START

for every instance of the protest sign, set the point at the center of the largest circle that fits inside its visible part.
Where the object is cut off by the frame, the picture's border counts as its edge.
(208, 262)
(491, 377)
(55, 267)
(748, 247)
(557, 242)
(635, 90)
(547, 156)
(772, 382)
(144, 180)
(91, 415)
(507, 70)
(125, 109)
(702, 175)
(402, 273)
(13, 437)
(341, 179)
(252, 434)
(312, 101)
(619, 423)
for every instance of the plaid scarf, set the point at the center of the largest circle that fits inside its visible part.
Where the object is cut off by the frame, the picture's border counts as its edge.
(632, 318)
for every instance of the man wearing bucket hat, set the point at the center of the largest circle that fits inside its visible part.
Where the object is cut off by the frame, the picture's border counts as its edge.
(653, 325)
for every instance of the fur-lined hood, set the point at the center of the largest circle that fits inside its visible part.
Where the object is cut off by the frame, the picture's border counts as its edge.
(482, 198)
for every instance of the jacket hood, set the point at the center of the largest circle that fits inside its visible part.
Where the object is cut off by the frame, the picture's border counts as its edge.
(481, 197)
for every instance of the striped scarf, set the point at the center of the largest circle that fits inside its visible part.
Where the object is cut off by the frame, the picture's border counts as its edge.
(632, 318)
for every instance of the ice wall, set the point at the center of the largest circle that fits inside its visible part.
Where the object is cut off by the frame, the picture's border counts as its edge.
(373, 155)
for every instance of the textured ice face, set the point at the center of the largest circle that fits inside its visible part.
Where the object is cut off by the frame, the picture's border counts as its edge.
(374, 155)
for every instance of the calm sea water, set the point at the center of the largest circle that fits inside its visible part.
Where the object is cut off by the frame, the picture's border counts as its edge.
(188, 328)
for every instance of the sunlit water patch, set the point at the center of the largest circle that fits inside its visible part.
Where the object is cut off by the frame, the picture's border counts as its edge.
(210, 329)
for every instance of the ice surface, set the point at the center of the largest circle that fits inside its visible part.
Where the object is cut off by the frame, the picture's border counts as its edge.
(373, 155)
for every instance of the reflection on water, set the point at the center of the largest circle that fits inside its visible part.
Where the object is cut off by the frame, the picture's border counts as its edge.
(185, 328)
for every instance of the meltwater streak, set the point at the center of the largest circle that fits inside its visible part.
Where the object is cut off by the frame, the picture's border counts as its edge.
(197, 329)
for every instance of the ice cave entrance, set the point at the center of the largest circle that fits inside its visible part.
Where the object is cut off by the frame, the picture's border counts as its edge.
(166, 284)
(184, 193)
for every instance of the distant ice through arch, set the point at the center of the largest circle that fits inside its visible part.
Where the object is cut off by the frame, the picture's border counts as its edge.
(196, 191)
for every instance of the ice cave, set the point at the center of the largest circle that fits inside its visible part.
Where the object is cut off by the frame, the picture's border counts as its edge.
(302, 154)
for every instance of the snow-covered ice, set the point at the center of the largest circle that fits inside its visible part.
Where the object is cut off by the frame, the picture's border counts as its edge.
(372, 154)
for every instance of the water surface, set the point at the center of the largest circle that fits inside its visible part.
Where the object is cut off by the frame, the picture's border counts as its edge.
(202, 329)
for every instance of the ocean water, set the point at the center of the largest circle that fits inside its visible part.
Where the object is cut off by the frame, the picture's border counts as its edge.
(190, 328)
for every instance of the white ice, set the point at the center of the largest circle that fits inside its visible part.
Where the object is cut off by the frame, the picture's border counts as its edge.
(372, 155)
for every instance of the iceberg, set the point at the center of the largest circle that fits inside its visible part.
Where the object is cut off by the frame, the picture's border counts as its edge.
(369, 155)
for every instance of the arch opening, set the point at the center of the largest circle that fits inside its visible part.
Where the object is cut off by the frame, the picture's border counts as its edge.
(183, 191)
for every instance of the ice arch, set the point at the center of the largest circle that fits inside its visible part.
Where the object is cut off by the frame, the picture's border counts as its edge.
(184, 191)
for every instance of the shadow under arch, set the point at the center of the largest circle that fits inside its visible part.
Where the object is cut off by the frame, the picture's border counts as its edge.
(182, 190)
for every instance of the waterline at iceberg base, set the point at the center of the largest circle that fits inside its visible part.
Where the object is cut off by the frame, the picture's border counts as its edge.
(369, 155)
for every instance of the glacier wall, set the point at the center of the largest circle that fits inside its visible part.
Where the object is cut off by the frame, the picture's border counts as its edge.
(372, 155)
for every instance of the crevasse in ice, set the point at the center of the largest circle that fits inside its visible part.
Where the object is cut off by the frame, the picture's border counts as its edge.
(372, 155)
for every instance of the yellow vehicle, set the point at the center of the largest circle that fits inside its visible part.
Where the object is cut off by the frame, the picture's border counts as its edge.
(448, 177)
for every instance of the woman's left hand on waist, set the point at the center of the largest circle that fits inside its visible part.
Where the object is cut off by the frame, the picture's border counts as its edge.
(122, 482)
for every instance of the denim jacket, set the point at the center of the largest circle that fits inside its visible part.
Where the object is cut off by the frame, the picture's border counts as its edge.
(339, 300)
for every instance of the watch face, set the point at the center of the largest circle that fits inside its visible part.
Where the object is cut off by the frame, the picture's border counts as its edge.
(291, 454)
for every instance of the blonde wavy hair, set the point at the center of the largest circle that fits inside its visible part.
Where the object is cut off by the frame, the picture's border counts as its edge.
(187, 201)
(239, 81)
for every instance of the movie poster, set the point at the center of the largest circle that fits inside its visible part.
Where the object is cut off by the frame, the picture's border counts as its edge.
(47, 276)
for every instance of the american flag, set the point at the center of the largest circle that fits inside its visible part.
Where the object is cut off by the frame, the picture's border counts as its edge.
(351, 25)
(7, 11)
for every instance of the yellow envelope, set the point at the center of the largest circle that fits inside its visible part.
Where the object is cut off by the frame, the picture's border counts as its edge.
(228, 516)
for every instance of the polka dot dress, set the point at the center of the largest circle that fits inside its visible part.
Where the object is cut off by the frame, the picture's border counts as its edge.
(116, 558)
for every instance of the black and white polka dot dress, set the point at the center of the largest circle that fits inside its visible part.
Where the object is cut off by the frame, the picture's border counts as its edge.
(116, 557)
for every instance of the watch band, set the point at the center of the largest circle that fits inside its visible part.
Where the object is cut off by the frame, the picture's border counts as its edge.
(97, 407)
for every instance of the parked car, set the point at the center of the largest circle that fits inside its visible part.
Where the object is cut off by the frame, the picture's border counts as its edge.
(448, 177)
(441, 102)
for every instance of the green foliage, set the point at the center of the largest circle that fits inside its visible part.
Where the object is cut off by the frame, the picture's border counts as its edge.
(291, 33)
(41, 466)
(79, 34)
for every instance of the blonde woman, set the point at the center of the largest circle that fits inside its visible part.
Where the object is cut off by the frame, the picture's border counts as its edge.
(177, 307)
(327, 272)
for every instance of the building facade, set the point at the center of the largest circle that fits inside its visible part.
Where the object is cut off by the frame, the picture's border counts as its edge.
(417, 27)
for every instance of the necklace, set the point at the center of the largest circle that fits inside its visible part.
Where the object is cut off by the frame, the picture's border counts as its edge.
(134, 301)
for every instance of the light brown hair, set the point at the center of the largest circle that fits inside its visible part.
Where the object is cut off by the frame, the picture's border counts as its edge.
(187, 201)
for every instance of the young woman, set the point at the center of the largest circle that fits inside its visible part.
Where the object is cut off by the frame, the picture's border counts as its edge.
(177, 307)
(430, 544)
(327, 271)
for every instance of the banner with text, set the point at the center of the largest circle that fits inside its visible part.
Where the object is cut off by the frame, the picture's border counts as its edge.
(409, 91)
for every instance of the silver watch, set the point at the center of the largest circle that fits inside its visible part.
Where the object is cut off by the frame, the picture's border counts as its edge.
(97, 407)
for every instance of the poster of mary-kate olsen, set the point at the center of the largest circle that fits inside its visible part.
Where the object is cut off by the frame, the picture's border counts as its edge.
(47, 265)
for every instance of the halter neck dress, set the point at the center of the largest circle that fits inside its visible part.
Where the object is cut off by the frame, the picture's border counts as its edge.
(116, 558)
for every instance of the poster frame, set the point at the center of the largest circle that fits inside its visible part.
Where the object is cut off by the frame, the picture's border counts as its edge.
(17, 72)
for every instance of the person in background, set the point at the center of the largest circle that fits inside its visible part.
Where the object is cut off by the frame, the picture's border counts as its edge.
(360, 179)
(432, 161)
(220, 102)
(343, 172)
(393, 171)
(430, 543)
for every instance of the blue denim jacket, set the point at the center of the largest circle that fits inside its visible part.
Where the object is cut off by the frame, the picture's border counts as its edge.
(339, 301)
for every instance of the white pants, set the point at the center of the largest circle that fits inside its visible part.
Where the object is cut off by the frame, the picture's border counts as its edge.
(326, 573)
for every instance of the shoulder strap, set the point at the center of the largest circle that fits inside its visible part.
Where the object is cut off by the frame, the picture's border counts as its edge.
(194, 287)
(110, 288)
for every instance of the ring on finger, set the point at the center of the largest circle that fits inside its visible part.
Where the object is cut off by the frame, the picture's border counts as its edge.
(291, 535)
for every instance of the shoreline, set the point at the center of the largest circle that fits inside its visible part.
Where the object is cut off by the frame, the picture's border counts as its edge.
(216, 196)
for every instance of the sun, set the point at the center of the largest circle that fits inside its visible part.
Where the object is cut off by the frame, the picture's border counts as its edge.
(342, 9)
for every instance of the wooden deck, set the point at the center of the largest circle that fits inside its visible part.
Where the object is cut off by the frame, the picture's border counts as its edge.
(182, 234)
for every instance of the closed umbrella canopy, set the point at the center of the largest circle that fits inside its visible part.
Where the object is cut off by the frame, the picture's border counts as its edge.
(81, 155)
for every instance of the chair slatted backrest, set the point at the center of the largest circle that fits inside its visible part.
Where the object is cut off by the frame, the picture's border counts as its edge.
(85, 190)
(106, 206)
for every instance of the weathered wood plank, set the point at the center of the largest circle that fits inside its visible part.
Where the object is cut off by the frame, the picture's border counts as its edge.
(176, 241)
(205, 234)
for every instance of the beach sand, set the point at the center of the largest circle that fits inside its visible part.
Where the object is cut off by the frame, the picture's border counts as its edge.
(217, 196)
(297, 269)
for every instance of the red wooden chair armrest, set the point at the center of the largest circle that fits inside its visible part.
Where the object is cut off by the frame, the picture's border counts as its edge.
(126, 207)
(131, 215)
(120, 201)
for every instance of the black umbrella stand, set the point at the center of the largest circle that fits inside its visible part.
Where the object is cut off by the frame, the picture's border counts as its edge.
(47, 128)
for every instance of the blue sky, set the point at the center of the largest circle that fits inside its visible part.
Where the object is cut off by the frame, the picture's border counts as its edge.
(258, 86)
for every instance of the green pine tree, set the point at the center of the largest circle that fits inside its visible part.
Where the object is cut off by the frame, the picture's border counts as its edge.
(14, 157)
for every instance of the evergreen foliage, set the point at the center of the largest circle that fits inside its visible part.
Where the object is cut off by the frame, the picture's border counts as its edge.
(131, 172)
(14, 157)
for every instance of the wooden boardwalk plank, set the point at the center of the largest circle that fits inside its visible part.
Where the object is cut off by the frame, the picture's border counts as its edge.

END

## Exercise
Return precisely the lines of the records, starting with the line that holds "for every instance of the beach" and ending with the last one.

## Written response
for every instance of the beach sand, set the point at the center of the largest circle that fits inside its visible part.
Where the object is cut off by the frame, the picture's border counts as its edge.
(217, 196)
(297, 269)
for every instance of the red wooden chair armrest, set the point at the center of the largest circle that fits inside its visible part.
Where the object is cut off by the frame, the picture's border counts as its edge.
(126, 207)
(131, 215)
(120, 201)
for every instance of the black umbrella stand, set the point at the center of the largest circle that fits inside its visible part.
Where the object is cut off by the frame, the picture's border counts as its edge.
(47, 128)
for every instance of the blue sky, set the point at the center of the largest circle that fits inside its visible part.
Where the object is cut off by the frame, the picture's border counts as its edge.
(258, 86)
for every instance of the green pine tree, set the point at the center of the largest circle that fits inside its visible part.
Where the object is cut off by the frame, the picture's border counts as its edge.
(14, 157)
for every instance of the evergreen foliage, set the point at the center of the largest circle that fits inside its visible part.
Where the object is cut off by the frame, the picture's border counts as its edge.
(131, 172)
(14, 157)
for every instance of the wooden boardwalk plank, set the point at the center of the largest circle that fits inside its visible part.
Where the object is cut off by the frame, the picture's border counts as its edge.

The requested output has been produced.